EXERCISE 1 | In the opera blog post below, at which institution did Kaija Saariaho study under strict serialism?
EXERCISE 2 | Rewrite the paragraph of the opera blog post below that begins "Well the Summer holidays are truly over" in a shorter form that keeps its main facts.
EXERCISE 3 | Continue the opera blog post below, picking up after its last sentence.

TEXT SECTION |
* * *

Well the Summer holidays are truly over and we’re all back at our desks and here at Operakey I’m delighted to be back doing what I love doing most… talking Opera! I will be looking at some of the operas I have been listening to over the summer which will include works by Harrison Birtwistle, Philip Glass, Albert Lortzing & Vincenzo Bellini. I will also be reviewing the upcoming and eagerly awaited production of Don Giovanni by Opera Theatre Company with a new translation by Roddy Doyle but first to a composer who I have been listening to quite a lot recently and one who we have looked at previously here on Operakey, the Finnish composer Kaija Saariaho (see L’Amour de loin). This time we will be looking at ‘La Passion de Simone’ which is technically an oratorio but lets not concern ourselves with that.

Kaija Saariaho
Saariaho attended the Freiburg conservatory of music in Germany and studied under a regime of strict serialism (imagine – percussive, atonal, dissonance) where she says
‘you were not allowed to have pulse or tonally orientated harmonies or melodies’
and later she came under the influence of the Spectral composers. Spectralism, which developed in France in the 1970’s, involved experimenting with the use of computers in composition and though some of the works in this style can be rather angular and anaemic Saariaho marries these electronic elements which are often quite subtle with tonal orchestration to create a truly beautiful and ethereal style.

* * *

LISTED RECORDS |

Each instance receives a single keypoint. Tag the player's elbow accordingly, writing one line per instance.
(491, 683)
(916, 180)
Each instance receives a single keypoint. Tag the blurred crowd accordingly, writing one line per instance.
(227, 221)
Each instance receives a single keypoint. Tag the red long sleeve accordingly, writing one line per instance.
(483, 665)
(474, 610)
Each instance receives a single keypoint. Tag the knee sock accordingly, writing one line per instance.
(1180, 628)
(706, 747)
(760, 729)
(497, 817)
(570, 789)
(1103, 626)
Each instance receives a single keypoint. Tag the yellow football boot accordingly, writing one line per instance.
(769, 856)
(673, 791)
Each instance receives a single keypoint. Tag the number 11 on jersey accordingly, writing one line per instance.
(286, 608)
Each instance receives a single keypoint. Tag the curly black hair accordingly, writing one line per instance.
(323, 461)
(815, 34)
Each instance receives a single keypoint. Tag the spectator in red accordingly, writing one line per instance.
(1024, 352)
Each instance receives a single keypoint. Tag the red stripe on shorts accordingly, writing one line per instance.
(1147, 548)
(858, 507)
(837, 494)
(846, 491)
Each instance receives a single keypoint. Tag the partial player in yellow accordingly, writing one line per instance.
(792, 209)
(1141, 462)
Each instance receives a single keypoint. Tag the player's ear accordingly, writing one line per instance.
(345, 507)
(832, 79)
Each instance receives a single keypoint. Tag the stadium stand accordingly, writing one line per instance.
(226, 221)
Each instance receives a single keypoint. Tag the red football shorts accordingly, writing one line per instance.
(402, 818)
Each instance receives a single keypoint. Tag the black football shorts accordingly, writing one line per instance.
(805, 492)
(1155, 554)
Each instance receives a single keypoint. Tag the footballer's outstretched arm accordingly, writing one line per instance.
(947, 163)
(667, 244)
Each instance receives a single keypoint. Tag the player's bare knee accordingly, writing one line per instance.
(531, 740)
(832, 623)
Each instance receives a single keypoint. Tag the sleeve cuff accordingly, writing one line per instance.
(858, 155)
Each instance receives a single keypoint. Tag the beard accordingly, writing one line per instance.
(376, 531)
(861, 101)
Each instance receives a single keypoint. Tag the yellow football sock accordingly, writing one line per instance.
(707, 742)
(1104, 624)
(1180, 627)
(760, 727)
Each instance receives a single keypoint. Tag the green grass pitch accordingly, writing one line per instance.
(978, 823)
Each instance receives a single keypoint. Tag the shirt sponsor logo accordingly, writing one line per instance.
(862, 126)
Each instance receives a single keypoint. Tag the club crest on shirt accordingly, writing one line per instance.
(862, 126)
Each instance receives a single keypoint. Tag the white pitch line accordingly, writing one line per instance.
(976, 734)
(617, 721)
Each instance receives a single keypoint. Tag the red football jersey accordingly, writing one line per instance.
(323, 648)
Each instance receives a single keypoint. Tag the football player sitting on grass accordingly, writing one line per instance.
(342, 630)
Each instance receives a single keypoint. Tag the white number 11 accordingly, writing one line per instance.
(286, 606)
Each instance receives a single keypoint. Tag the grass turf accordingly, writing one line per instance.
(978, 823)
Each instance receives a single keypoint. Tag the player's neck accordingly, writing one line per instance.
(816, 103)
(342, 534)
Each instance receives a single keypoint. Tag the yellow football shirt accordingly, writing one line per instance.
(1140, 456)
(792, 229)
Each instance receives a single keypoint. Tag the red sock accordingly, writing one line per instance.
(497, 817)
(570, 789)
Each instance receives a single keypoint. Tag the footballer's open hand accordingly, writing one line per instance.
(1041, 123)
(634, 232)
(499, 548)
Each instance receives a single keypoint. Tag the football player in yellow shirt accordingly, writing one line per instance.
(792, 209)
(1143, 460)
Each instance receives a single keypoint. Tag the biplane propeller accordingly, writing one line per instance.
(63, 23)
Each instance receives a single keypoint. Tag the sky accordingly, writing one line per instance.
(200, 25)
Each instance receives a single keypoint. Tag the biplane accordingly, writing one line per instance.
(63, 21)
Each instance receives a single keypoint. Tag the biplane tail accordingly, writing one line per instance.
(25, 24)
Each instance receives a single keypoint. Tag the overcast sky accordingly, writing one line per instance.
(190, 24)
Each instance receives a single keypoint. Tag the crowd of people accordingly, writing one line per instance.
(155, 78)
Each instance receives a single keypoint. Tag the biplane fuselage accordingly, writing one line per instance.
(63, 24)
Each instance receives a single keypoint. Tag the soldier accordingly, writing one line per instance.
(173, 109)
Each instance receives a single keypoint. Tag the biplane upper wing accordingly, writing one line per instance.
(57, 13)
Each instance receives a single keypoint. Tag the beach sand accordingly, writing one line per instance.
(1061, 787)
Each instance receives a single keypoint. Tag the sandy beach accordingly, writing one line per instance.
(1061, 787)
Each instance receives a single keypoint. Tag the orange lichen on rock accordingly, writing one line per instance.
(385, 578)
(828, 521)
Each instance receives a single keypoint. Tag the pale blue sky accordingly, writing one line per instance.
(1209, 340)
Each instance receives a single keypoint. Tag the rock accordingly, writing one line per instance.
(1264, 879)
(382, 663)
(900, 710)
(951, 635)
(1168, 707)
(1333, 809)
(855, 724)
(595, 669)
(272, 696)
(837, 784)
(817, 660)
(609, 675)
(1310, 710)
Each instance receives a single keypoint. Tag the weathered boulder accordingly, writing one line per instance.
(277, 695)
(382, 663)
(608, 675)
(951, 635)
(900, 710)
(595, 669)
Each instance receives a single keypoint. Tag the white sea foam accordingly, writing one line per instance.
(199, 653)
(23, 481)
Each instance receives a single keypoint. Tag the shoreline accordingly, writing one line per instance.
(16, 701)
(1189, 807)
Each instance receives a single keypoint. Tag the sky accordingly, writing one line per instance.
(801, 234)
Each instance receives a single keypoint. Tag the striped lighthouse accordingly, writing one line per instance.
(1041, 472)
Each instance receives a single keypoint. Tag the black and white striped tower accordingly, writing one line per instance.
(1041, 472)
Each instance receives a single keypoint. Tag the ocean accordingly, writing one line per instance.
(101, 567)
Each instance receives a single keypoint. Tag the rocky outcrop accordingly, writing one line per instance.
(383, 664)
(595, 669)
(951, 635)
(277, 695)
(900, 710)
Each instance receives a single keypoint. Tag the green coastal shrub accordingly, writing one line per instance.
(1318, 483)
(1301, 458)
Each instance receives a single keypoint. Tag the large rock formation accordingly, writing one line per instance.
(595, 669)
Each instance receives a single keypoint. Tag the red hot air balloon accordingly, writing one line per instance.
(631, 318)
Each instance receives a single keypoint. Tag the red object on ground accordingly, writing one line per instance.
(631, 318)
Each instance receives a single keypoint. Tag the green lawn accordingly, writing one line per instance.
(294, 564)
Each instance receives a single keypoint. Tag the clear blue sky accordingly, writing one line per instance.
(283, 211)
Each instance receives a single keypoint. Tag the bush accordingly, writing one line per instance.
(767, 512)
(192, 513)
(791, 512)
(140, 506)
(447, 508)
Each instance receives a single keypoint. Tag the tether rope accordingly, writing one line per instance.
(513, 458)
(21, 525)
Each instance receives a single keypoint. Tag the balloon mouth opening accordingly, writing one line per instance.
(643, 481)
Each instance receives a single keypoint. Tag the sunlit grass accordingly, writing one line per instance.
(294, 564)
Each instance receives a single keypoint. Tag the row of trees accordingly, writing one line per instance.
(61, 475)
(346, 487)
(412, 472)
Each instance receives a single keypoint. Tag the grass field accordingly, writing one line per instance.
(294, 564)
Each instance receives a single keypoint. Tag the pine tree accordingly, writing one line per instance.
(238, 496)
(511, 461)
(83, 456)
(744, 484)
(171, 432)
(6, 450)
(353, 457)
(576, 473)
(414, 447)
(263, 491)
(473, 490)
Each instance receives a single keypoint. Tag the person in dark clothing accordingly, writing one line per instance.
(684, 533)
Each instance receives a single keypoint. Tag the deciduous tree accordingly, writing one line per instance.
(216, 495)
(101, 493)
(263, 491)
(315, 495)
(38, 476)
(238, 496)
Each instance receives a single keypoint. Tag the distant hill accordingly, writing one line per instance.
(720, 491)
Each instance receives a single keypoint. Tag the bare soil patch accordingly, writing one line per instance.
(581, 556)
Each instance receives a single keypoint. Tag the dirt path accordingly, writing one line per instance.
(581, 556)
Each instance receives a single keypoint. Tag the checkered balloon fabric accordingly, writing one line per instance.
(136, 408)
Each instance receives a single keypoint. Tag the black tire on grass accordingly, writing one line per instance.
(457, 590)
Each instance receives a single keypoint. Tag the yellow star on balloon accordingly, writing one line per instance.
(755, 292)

* * *

ANSWER 1 | The Freiburg conservatory of music in Germany.

ANSWER 2 | With the summer holidays over, Operakey returns to discussing opera. Upcoming pieces will cover operas heard over the summer, including works by Harrison Birtwistle, Philip Glass, Albert Lortzing and Vincenzo Bellini, and a review of Opera Theatre Company's eagerly awaited Don Giovanni in a new translation by Roddy Doyle. First comes the Finnish composer Kaija Saariaho, covered before on Operakey with L'Amour de loin, and her 'La Passion de Simone', which is technically an oratorio.

ANSWER 3 |
Simone Weil, 1909 -1943.
The inspiration for ‘La Passion de Simone’ was the life and death of the French philosopher, political activist and Christian mystic Simone Weil who starved herself to death in an English sanatorium in 1943, aged 34, in empathy with the hardships and suffering of her fellow countrymen under Nazi occupation. Weil was an incredibly complex and fascinating individual and some knowledge of her life is certainly helpful in appreciating this work.
The libretto is by the French Lebanese author Amin Maalouf who Saariaho regularly collaborates with and takes the form of fifteen sections or ‘Stations’ as they are called to evoke the comparison with the Stations of the Cross (Saariaho very much sees Weil’s life as a spiritual journey) and the piece in many ways takes the form of a traditional Passion Play as each station deals with a specific event or period in Weil’s tragic life. At the core of the piece is Weil’s continual struggle against injustice and inhumanity and the desire not only to sympathise with but also to actually experience the pain and suffering of others, be they struggling for economic survival (her insistence on working in factories) or for political or national freedom (she briefly fought for the Republic in the Spanish Civil War and for the French Resistance in World War II).

Soprano Pia Freund, accompanied by a silent dancer.
There is only one main character in this work, Weil’s imaginary sister who sings her thoughts and feelings about the various stages in Weil’s life while a narrator occasionally reads passages from her writings and a small chorus provides colour and resonance to the vocal style. Like other works by Saariaho La Passion de Simone has a very spiritual and ethereal feel, an almost floating unworldly quality that seduces the listener into its soundscape. The stage setting for the original production was by the rather controversial American director Peter Sellars and features the singer on a raised platform and very little else. As mentioned in previous posts I am a fan of minimalist stage design and the lack of visual clutter works particularly well with a piece like this which is so musically and vocally absorbing, the movements and expressions of the singer being the conduit for the emotional strength of the libretto.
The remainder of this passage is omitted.